Yeah, I think that's right. Thank you very much, it's great to be here.
Yeah. Thank you for having me.
You got it. I'm excited to talk about this. So you guys recently co-wrote with, I think, a partner solution engineer at Confluent also, there were three of you who wrote a blog post on the confluent blog. This was, so we're recording this in the middle of March. In fact, it's St Patrick's Day today, and I didn't make green pancakes this morning, I feel that was maybe a little bit of a miss.
But this was a month and a half ago, you guys wrote a blog post called Consuming Avro Data from Apache Kafka Topics and Schema Registry with Databricks and Confluent Cloud on Azure. And it was a really, really, I think, carefully documented, well thought out, just description of this integration. And I really just wanted to talk about it today, what's important about this? How'd you do it, and really talk through the work that you described in that blog post?
That sounds great.
So either one of you, jump ball here, if you could just summarize, what is the thing that you were doing in this blog posT? Like I said, a good thorough, step-by-step description. But before we get into the step-by-step, what is it you were trying to show?

------------------------------

> [Task list]:
1 - According to the interview transcript, what holiday falls on the day of the recording?
2 - Decide whether each statement agrees with the interview transcript, answering yes or no and quoting the words from the transcript that settle it: (a) Three people wrote the blog post. (b) The host made green pancakes that morning. (c) The blog post came out about a month and a half before the recording.
3 - Write what comes next in the interview transcript, starting after its final line.
The entries that come after this transcript have nothing to do with what is asked here.

------------------------------

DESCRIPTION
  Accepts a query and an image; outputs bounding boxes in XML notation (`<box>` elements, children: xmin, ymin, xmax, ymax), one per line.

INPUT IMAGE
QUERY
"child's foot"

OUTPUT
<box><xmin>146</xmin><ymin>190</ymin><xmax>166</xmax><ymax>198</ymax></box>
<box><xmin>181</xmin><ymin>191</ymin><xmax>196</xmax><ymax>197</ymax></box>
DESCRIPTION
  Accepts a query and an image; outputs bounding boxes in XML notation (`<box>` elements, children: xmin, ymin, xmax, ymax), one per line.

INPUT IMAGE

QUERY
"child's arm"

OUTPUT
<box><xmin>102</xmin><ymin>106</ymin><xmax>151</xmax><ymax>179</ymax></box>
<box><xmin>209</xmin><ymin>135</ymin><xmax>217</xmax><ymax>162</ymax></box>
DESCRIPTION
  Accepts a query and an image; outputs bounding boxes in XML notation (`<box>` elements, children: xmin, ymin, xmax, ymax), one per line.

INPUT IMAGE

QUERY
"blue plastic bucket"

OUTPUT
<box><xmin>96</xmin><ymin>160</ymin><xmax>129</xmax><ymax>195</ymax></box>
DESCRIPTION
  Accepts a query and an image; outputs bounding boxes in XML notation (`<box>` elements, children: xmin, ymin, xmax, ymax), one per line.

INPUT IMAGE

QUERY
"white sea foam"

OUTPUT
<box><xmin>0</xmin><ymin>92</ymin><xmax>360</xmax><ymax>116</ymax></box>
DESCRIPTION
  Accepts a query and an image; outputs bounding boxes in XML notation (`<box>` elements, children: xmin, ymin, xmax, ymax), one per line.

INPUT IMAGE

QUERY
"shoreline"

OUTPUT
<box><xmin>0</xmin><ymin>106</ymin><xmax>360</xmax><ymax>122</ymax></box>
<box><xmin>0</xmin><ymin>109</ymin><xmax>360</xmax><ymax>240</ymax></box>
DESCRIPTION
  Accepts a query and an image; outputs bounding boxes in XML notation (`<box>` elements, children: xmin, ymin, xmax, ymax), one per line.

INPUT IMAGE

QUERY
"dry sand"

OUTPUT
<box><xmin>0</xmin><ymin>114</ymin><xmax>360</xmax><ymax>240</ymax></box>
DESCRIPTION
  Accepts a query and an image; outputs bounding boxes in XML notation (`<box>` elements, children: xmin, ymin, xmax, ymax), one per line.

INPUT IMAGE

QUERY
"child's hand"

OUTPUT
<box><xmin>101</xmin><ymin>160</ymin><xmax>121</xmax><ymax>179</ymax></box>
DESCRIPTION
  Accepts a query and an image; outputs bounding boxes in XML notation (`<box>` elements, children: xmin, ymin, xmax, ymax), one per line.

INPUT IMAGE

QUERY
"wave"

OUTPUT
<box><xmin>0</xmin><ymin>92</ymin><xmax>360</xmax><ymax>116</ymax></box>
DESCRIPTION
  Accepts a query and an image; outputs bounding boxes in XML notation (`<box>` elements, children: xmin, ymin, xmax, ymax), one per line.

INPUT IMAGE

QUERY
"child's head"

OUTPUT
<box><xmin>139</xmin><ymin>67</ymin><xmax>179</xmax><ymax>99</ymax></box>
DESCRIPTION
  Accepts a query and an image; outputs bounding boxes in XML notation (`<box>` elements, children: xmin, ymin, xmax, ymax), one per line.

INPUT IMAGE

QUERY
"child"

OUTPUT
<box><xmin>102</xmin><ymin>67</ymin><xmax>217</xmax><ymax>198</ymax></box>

------------------------------

> [Results by task]:
1 - St Patrick's Day

2 -
(a) Yes: "there were three of you who wrote a blog post on the confluent blog"
(b) No: "I didn't make green pancakes this morning"
(c) Yes: "this was a month and a half ago"

3 -
Did you want to answer that?
Yeah, so I think it all came from customers that we all work together where they see the potential and the opportunities to use Spark and Kafka and to run this on the cloud. So we use Confluent Cloud and Azure Databricks and all the Azure service to build on string solution where we can do real time predictions and also could do all the data transformations in real time. And some customers, they want to have a fully managed service, so they want to avoid the complexity of having to manage Kafka, manage Spark, manage that Datalake and manage all the pieces that you need. And then we worked together in this integration from Confluent side, Databricks side and Microsoft, and then we decided to put this blog post and to help other customers and other people that have the same desire.
Awesome. Yeah, some customers want that and the only customers that don't, I think are the ones that are being told they can't do it. It's way better not to manage your own data lake, your own event streaming system, I mean, that's all given. So yeah, we're talking about Confluent Cloud and Databricks things running on Azure, and I think potentially some other Azure services, honestly, just the integration story is really neat. So let's get started in Confluent Cloud. So, I mean, Databricks fundamentally, we were talking before we started recording, I usually to myself say Spark and I realized that those are not identical things just like Confluent Cloud is certainly not an identical thing to Apache Kafka, but, I guess, I'm doing to you what people do to us. The way I think about Spark, this is a slightly biased view clearly since events during a platform and everything is, when there is data that has gotten someplace and I need to do potentially very sophisticated analysis on it.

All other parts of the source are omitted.